Pemimpin
Sekte Tahta Suci Kerajaan Tuhan, Lia Aminudin atau dikenal dengan Lia Eden
meninggal dunia pada Jumat (9/4/2021). Kabar Lia Eden meninggal baru diumumkan
oleh Serikat Jurnalis untuk Keberagaman (Sejuk) melalui akun media sosial
mereka pada Minggu (11/4/2021).
Dalam kenangan masyarakat Indonesia, Lia
adalah sosok penuh kontroversi. Pengakuannya menerima wahyu dan menjadi Imam
Mahdi –ratu adil dalam tradisi Islam– bahkan Nabi, membuatnya kerap menjadi
buah bibir.
Pengakuan kewahyuannya pertama kali dia
syiarkan pada dekade 90-an. Lia saat itu menamakan gerakannya sebagai gerakan
Salamullah.

****************

▶ _Tugas Tertulis_: Berdasarkan teks tentang Lia Eden, jelaskan mengapa ia kerap menjadi buah bibir. Jawablah dalam satu hingga tiga kalimat.

▶ _Baris Data_:

****************

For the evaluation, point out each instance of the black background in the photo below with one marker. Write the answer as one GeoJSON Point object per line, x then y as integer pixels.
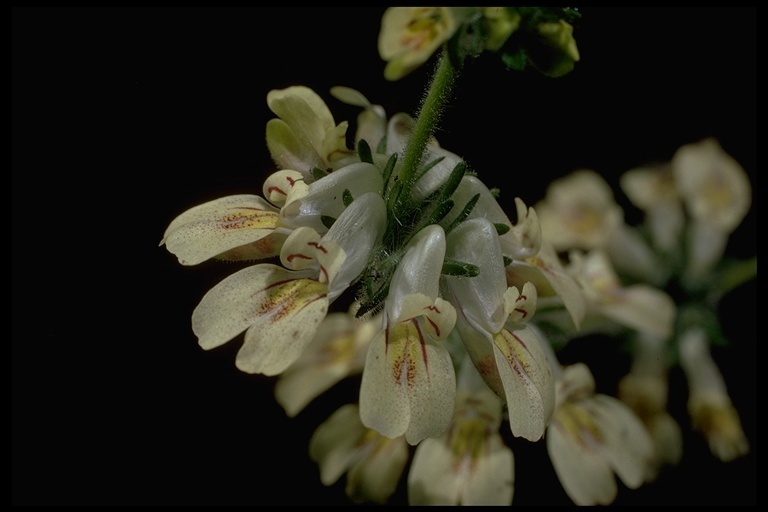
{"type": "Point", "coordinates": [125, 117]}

****************

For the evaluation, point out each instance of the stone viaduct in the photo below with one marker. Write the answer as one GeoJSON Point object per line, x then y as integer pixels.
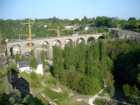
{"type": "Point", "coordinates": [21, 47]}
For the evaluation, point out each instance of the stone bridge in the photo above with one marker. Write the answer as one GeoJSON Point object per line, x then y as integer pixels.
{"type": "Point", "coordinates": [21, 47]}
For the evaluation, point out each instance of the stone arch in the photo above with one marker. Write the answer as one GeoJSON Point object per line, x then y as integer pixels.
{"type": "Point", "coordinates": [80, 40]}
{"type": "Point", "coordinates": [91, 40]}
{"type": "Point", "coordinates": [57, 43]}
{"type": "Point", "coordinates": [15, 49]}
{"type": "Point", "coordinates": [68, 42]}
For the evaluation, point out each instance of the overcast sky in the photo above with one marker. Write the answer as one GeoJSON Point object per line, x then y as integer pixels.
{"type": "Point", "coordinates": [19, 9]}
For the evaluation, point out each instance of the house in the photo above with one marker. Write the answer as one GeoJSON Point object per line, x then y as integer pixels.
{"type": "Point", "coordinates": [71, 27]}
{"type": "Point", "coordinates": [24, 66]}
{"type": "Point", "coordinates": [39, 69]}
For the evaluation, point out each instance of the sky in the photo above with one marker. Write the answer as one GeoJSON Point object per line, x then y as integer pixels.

****************

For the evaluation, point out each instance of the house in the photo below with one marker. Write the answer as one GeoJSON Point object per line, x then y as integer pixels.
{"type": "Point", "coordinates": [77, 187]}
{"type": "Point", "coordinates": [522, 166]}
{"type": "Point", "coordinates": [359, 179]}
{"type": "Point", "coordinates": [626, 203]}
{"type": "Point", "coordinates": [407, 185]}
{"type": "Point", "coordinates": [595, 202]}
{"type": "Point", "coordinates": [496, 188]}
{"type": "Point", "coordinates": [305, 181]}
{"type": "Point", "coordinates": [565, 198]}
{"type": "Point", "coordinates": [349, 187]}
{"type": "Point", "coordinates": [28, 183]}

****************

▶ _Penyelesaian Tugas_: Lia kerap menjadi buah bibir karena pengakuannya bahwa ia menerima wahyu dan menjadi Imam Mahdi, yaitu ratu adil dalam tradisi Islam. Ia bahkan mengaku sebagai Nabi.